> Textauszug:
Eine Berliner Kita hat wegen Personalnot auf einen Schlag die Betreuung von 113 Kindern aufgekündigt. Foto: dpa

In Berlin läuft es mit der Kita-Betreuung ohnehin schon nicht rund: Erzieher streiken für mehr Lohn, Eltern klagen über fehlende Kita-Plätze. Und jetzt das: Womöglich stehen bald mehr als 100 Kinder einer Kita ohne Betreuung da. Was lief da schief?

> Aufgabe:
Führe den Textauszug über die Berliner Kita, die 113 Kindern die Betreuung gekündigt hat, im Anschluss an seinen letzten Satz fort.

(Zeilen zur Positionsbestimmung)

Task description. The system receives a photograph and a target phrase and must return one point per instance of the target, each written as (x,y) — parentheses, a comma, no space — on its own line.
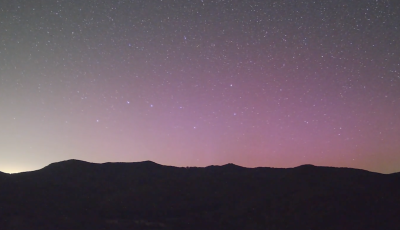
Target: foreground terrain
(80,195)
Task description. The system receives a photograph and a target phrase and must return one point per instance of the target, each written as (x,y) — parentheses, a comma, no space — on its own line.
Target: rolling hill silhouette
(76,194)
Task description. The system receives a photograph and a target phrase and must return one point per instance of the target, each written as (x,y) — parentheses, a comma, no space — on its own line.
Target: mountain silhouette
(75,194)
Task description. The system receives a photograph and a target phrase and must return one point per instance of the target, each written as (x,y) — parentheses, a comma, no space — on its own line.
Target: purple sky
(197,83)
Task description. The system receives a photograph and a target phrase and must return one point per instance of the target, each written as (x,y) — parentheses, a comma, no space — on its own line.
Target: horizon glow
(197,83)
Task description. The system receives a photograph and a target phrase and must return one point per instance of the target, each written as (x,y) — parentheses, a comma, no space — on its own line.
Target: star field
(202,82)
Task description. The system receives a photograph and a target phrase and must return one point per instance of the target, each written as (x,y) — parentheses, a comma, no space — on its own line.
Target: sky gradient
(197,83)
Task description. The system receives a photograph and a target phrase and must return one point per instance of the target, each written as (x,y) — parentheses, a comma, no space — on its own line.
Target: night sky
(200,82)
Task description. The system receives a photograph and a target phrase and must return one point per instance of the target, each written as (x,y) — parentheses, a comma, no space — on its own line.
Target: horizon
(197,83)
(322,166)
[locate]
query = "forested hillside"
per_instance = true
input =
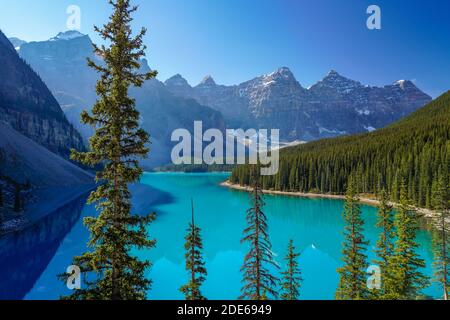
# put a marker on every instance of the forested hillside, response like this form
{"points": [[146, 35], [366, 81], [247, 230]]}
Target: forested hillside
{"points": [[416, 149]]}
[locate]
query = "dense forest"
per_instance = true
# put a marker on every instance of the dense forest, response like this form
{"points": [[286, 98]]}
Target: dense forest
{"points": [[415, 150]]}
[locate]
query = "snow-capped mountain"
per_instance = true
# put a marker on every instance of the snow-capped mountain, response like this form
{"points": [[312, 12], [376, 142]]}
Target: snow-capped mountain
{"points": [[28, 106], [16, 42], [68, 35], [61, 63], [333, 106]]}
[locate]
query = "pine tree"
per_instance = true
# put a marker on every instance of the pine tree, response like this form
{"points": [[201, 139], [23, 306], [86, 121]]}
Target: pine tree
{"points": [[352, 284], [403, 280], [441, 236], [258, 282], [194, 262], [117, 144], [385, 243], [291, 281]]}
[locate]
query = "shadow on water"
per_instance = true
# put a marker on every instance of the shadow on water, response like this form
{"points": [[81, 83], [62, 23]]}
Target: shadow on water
* * *
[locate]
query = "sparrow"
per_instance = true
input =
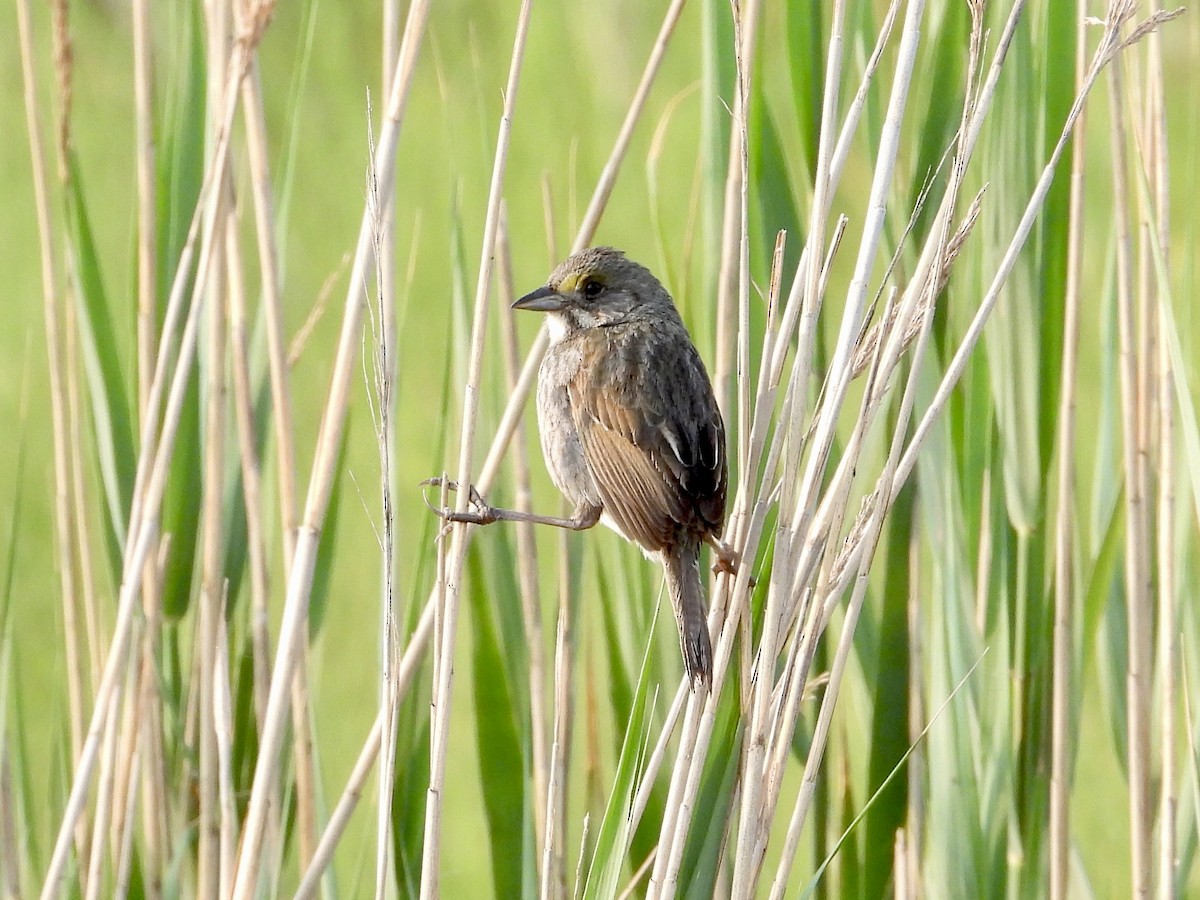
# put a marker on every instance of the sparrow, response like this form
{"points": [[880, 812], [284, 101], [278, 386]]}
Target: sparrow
---
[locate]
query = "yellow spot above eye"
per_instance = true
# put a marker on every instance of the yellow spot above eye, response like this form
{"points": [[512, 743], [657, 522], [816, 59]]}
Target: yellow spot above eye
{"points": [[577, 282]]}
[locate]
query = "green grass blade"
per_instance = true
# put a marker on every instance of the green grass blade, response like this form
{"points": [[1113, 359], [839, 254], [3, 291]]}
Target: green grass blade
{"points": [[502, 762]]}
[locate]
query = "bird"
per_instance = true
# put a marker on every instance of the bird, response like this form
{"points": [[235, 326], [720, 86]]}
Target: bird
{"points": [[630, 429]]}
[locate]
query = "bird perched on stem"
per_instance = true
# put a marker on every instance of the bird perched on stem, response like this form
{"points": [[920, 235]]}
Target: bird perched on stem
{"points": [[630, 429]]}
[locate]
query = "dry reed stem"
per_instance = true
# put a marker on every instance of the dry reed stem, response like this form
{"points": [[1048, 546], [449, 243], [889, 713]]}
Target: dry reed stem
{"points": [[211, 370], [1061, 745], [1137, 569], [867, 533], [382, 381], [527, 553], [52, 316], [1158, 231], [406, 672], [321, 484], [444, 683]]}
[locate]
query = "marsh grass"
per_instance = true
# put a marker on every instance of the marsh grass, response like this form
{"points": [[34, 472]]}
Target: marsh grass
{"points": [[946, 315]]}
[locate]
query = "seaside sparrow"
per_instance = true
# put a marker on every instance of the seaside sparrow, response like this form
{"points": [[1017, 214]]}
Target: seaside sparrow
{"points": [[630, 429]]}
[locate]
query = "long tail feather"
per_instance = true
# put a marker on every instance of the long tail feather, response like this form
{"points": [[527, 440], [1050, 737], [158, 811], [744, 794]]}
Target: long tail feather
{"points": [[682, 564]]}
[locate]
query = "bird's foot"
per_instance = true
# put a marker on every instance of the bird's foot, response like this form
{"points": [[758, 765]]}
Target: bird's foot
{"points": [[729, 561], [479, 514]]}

> Richtige Antwort:
Berlin - Eine Berliner Kita hat wegen Personalnot auf einen Schlag die Betreuung von 113 Kindern aufgekündigt. Das ist ein bislang wohl einzigartiger Vorgang in der Hauptstadt - im schlimmsten Fall stehen die Kinder aus der Einrichtung eines freien Trägers ab März ohne Betreuung dar. Die Senatsverwaltung für Bildung, Jugend und Familie betonte am Donnerstag, dass an einer Lösung für die Kinder mit Hochdruck gearbeitet werde. Der Kita-Träger Rahn Education betonte in einer Stellungnahme, dass es derzeit kaum möglich sei, in Berlin ausgebildetes Fach- und Leitungspersonal zu finden.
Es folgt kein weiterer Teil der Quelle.